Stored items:
'''
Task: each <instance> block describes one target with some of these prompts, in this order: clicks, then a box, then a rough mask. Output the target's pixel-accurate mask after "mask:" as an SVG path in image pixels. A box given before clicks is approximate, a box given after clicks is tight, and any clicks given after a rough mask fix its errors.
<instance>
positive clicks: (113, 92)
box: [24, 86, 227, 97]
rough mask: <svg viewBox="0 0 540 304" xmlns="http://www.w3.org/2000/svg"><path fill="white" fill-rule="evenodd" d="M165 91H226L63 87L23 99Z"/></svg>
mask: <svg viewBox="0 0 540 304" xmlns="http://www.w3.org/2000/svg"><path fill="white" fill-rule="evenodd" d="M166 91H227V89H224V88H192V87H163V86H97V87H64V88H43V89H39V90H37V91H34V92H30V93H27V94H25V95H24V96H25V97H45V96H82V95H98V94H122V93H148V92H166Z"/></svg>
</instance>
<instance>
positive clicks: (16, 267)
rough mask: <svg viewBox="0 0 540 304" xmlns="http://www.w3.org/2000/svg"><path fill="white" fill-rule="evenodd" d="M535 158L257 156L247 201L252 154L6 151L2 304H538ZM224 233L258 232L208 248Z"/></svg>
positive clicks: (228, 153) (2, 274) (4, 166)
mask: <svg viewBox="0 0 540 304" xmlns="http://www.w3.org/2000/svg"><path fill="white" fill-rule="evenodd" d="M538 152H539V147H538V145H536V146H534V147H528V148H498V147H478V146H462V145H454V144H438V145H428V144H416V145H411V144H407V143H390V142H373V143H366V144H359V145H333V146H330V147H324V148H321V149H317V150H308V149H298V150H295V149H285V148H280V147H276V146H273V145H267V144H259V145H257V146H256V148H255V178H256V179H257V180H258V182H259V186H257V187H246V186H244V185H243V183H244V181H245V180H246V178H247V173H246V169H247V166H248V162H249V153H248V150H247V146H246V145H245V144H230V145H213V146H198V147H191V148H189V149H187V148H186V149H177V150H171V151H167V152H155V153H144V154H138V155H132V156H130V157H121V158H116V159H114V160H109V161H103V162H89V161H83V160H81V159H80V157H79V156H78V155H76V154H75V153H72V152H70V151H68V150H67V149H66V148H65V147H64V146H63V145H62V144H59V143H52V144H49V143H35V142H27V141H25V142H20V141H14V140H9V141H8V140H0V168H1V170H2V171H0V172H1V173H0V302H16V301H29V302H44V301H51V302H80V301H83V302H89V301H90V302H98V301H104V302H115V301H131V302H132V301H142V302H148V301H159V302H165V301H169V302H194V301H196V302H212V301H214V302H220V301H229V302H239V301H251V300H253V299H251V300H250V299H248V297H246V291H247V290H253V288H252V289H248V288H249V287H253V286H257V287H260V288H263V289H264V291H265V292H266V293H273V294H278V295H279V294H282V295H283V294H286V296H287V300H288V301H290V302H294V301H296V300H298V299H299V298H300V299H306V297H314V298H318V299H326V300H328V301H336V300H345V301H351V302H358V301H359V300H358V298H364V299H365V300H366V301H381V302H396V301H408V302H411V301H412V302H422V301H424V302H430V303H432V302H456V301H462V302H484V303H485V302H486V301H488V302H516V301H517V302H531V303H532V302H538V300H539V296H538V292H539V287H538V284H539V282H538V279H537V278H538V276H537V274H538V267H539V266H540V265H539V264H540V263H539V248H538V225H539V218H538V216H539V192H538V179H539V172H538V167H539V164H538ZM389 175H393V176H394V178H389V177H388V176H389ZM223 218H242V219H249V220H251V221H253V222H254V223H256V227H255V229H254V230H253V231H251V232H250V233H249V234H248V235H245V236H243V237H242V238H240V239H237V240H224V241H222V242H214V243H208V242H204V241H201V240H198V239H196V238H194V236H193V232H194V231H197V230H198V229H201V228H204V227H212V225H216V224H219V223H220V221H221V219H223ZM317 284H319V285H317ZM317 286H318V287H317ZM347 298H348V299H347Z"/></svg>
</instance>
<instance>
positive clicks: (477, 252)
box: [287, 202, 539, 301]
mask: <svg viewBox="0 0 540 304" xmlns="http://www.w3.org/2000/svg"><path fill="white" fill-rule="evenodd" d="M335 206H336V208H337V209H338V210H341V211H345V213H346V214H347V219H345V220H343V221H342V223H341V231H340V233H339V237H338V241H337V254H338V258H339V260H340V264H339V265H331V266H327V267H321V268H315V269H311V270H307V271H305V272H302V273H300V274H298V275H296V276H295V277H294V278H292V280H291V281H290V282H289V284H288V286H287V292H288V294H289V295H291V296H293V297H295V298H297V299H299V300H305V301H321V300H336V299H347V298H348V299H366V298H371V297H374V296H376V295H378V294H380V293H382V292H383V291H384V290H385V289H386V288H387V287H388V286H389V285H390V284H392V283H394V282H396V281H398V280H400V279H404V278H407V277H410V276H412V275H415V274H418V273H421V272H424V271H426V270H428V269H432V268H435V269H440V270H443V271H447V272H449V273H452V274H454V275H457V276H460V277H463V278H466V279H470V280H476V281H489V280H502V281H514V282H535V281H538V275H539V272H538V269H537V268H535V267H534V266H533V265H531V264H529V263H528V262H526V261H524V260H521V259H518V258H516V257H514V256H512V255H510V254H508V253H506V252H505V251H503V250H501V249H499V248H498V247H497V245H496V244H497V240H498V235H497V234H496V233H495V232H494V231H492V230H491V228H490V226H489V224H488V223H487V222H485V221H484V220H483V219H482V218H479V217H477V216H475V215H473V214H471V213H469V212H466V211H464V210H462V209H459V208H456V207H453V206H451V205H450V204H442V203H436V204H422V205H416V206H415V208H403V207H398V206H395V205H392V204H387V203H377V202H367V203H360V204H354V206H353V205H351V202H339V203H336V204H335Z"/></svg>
'''
### What is being asked
From the data above, reproduce word for word the lines running from the line with "positive clicks: (113, 92)" to the line with "158L257 156L247 201L252", ends included.

### Response to the exercise
positive clicks: (113, 92)
box: [24, 86, 227, 97]
rough mask: <svg viewBox="0 0 540 304" xmlns="http://www.w3.org/2000/svg"><path fill="white" fill-rule="evenodd" d="M165 91H226L63 87L23 99Z"/></svg>
mask: <svg viewBox="0 0 540 304" xmlns="http://www.w3.org/2000/svg"><path fill="white" fill-rule="evenodd" d="M166 91H227V89H224V88H192V87H163V86H97V87H64V88H43V89H39V90H37V91H34V92H30V93H27V94H25V95H24V96H25V97H45V96H82V95H98V94H122V93H148V92H166Z"/></svg>
</instance>
<instance>
positive clicks: (16, 267)
rough mask: <svg viewBox="0 0 540 304" xmlns="http://www.w3.org/2000/svg"><path fill="white" fill-rule="evenodd" d="M535 158L257 156L247 201L252 154L6 151L2 304H538ZM224 233L258 232L208 248Z"/></svg>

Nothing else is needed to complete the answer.